### Document excerpt ###

In short order, Julie arrives in Germany and—certain that Craig's visions are real—implores the local authorities in Hamburg to help search for Keith in connection to the murders that Craig is now being blamed for. While Craig sits in jail, she concocts a plan to act as bait for Keith, meeting him at a secret location and counting on Craig's psychic connection to help bring the police to her in time. Keith, psychologically unstable and obsessed with his brother, attempts to rape Julie, but during the struggle she is able to stab him to death with his own knife.

With Keith dead, the charges against Craig are dropped and he is freed from prison. He continues to have visions, however, which seem to show Keith returning from the grave. Moreover, he seems to have taken on some of Keith's personality characteristics. The film ends with some ambiguity about whether Keith is still somehow psychically affecting his brother from beyond the grave, or if Craig is simply psychologically scarred from his experience.

### Data lines ###

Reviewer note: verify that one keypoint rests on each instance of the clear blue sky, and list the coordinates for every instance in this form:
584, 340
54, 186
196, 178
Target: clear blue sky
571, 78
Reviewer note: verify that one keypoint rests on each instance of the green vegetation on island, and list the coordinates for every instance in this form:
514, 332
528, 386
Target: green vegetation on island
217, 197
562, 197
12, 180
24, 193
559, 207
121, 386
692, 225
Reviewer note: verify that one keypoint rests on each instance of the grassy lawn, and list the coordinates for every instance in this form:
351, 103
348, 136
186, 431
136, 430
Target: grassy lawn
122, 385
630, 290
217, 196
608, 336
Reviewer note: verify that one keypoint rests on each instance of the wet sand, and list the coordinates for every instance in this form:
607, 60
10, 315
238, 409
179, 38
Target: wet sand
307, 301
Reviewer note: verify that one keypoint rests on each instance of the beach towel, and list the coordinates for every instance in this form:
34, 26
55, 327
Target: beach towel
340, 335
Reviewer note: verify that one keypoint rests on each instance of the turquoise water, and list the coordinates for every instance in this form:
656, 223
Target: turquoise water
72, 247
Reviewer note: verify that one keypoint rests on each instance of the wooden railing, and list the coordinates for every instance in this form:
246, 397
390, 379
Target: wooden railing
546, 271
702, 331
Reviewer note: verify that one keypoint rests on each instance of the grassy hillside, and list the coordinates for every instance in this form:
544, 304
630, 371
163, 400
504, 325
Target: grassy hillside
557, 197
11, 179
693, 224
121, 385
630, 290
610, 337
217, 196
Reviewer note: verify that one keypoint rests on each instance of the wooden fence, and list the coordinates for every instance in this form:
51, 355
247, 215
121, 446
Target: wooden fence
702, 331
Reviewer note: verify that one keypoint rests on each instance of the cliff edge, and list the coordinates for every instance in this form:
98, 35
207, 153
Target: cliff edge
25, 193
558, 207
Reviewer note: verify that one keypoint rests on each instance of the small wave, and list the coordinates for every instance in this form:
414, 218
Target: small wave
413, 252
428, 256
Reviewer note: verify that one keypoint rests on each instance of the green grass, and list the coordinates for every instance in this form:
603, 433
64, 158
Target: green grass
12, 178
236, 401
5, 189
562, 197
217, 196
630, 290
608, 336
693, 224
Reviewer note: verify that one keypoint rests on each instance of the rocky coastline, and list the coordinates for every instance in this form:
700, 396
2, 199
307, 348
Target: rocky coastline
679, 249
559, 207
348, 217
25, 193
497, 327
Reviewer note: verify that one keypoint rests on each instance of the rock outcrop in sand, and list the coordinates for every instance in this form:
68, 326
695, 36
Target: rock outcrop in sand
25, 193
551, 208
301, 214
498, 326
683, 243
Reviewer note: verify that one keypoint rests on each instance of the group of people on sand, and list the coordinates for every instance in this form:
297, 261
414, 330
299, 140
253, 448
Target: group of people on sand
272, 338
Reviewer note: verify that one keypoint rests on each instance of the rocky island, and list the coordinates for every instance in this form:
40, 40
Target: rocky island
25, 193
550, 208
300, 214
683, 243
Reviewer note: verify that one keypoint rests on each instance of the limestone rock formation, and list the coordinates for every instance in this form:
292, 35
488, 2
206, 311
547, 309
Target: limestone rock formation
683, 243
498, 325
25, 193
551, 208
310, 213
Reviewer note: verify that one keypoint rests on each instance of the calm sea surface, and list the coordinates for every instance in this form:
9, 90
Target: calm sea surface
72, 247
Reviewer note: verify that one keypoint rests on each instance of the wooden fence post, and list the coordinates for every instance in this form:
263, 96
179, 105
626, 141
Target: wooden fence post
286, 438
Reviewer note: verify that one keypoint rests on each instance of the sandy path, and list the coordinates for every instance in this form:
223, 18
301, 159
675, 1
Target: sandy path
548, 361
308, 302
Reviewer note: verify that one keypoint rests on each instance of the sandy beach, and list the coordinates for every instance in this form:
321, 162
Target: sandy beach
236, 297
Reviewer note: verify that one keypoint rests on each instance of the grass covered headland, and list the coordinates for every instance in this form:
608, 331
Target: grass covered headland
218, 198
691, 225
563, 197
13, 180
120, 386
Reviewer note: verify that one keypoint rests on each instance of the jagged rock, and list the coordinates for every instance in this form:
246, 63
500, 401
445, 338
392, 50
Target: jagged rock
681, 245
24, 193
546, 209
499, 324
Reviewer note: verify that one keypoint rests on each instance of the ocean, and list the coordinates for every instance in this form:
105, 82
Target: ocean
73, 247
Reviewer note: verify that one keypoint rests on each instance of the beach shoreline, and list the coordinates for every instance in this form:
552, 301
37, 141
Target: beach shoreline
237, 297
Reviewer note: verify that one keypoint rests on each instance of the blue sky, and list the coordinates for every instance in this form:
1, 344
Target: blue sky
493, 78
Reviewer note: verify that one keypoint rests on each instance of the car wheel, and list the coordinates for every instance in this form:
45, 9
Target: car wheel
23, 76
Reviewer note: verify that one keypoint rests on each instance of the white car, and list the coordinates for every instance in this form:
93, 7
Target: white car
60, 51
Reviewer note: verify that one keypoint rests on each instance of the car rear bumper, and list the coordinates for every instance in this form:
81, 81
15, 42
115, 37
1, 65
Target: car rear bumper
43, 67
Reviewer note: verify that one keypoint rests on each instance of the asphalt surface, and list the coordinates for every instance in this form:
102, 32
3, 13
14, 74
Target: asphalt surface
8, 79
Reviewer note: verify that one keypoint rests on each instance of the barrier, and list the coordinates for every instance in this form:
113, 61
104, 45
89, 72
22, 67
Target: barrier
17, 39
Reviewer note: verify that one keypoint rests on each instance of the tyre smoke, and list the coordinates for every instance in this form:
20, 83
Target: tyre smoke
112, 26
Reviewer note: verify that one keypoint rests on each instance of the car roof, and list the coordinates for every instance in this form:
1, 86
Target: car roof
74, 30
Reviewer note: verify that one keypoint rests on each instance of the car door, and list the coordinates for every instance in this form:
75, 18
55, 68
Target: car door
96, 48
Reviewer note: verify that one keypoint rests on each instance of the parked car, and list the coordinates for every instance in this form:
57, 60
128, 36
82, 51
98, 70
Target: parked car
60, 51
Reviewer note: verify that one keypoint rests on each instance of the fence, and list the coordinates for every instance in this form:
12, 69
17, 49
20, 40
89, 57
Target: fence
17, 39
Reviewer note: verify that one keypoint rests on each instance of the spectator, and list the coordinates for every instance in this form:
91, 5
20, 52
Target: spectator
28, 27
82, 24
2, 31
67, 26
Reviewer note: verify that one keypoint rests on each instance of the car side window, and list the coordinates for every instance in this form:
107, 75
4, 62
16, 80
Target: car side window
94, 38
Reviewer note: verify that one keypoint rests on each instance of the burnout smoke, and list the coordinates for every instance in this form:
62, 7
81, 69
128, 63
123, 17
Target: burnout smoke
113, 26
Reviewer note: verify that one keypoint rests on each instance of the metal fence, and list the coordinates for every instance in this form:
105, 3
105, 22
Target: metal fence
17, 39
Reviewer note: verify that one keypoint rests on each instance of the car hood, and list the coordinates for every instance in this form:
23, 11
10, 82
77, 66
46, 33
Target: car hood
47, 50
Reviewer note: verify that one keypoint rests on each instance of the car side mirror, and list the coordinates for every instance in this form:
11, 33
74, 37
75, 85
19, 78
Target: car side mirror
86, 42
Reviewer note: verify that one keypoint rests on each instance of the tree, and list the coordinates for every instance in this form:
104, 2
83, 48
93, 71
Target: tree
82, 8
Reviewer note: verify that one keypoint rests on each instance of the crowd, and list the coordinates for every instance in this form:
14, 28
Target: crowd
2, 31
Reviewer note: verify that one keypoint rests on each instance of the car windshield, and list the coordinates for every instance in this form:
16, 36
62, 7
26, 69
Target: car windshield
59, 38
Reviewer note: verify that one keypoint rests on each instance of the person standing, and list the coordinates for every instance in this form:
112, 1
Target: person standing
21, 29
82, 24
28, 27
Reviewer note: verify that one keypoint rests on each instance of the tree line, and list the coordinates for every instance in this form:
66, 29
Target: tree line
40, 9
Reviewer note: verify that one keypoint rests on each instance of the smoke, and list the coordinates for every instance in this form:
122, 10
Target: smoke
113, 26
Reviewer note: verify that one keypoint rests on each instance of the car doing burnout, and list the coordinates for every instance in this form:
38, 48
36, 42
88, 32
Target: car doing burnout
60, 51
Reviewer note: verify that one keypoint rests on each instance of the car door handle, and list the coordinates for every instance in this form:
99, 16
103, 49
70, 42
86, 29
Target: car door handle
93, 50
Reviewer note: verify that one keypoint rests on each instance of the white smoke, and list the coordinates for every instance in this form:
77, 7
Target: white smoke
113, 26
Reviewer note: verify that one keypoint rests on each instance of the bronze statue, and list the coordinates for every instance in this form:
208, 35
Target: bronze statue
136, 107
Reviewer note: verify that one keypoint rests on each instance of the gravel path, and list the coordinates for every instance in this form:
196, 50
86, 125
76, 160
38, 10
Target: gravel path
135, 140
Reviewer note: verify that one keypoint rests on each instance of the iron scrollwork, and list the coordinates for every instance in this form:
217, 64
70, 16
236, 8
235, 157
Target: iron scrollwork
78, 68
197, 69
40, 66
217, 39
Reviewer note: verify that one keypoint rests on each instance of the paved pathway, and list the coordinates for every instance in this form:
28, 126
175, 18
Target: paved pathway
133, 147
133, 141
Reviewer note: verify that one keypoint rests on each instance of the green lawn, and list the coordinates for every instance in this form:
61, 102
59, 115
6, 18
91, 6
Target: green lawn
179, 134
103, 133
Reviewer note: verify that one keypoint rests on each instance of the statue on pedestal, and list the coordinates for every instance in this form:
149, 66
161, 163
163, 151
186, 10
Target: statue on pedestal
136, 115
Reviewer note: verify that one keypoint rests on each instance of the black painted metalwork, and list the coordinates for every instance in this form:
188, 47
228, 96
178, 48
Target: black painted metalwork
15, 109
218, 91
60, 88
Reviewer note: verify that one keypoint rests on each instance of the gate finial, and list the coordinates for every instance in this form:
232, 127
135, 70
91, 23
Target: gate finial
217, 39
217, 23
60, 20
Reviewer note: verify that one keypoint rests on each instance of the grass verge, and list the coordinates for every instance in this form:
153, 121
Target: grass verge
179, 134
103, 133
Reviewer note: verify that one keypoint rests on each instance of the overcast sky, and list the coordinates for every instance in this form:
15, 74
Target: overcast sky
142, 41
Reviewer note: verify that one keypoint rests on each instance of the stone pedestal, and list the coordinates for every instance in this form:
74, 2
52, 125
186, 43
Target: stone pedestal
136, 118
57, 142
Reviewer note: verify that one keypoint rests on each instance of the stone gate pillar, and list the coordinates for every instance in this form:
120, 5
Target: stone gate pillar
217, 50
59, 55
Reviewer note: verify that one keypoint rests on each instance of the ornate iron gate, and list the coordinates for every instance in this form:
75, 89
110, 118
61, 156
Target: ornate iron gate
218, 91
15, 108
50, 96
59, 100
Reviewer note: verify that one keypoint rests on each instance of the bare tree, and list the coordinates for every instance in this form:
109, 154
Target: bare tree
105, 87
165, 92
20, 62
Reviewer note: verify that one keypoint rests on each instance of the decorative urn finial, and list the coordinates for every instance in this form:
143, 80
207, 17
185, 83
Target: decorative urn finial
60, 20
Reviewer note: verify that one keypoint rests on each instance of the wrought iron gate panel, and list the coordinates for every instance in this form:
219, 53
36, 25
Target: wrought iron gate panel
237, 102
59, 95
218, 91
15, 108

###
### Data lines ###

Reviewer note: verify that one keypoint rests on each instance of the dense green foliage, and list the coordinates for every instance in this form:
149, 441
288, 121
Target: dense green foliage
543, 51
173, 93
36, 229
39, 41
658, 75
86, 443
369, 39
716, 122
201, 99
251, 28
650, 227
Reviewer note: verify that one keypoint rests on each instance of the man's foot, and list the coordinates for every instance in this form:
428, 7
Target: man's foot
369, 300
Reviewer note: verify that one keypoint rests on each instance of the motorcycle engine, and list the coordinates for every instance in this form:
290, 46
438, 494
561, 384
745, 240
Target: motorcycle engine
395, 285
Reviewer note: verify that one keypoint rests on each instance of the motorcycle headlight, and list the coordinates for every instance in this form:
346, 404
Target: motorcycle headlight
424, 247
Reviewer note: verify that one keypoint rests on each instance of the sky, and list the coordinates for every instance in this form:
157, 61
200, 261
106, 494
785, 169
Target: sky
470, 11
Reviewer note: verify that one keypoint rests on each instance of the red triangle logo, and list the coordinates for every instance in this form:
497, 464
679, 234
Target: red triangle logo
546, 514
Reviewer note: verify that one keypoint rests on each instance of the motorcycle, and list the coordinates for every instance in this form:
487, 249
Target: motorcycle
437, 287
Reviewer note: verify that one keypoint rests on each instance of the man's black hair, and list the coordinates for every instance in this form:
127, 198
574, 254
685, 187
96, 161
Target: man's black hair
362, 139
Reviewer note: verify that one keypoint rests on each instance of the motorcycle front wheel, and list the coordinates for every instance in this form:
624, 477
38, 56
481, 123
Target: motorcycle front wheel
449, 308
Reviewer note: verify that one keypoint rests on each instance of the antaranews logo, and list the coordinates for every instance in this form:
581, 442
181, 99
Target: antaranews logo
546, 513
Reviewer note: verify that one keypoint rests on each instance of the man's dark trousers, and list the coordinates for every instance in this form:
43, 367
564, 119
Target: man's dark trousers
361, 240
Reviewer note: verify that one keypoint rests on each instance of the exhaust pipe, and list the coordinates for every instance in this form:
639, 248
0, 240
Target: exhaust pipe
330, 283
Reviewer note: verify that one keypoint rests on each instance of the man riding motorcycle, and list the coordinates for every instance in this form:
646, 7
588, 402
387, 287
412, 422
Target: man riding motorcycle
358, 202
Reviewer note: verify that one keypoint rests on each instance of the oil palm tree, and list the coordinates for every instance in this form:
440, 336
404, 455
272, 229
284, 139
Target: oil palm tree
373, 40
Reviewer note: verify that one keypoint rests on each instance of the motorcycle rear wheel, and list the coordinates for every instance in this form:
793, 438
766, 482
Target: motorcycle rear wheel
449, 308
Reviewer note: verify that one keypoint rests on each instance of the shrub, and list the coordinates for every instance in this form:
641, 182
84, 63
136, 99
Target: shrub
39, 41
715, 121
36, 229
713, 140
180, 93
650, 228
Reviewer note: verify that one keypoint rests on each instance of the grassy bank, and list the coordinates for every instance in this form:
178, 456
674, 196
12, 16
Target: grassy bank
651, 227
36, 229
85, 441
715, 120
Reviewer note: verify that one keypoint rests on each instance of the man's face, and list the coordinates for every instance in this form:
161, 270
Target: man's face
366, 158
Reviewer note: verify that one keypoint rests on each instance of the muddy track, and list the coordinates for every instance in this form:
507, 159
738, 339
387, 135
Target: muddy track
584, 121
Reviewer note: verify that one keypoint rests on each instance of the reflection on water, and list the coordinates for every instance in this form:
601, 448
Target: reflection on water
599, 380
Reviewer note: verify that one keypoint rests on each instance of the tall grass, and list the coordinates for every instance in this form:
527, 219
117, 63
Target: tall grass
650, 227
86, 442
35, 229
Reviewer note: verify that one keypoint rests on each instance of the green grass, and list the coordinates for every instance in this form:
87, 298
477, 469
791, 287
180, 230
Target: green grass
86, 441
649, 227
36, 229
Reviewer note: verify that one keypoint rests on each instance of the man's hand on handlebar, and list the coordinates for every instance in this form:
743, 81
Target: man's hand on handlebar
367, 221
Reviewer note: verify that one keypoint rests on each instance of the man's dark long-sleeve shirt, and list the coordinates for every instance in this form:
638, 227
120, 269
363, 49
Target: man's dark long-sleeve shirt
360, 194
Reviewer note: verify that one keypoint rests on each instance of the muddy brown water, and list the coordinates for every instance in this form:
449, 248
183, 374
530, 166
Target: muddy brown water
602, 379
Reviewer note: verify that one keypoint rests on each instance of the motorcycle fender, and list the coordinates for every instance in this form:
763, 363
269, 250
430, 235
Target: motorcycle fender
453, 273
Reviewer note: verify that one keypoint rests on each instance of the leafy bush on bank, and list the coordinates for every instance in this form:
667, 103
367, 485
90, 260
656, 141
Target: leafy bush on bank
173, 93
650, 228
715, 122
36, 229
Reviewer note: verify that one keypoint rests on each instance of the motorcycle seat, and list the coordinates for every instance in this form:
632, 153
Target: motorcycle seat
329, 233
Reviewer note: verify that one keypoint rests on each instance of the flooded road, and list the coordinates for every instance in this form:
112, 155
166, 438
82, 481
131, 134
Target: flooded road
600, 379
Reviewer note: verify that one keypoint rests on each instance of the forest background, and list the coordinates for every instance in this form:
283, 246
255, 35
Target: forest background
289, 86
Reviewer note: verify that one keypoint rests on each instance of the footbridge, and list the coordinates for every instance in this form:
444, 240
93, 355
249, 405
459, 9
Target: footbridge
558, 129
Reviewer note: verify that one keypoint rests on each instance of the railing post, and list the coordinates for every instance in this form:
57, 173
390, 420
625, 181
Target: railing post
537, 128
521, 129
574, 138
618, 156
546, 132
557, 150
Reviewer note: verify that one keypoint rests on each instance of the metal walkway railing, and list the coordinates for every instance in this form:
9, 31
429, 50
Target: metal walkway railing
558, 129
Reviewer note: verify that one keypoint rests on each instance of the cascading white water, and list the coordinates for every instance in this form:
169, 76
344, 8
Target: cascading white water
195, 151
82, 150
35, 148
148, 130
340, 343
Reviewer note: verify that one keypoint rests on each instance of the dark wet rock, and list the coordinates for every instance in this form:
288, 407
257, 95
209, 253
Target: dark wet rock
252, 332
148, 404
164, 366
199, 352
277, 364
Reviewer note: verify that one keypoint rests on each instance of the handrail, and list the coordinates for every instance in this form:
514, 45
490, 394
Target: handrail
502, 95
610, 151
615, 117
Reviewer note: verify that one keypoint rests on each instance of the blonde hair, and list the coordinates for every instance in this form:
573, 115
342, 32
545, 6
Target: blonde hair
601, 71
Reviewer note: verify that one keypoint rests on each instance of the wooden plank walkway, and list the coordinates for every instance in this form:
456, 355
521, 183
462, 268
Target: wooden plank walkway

###

### Exercise requirements
Reproduce word for word the part of the film plot summary starting at "With Keith dead, the" and ending at "from his experience.".

### Written solution
With Keith dead, the charges against Craig are dropped and he is freed from prison. He continues to have visions, however, which seem to show Keith returning from the grave. Moreover, he seems to have taken on some of Keith's personality characteristics. The film ends with some ambiguity about whether Keith is still somehow psychically affecting his brother from beyond the grave, or if Craig is simply psychologically scarred from his experience.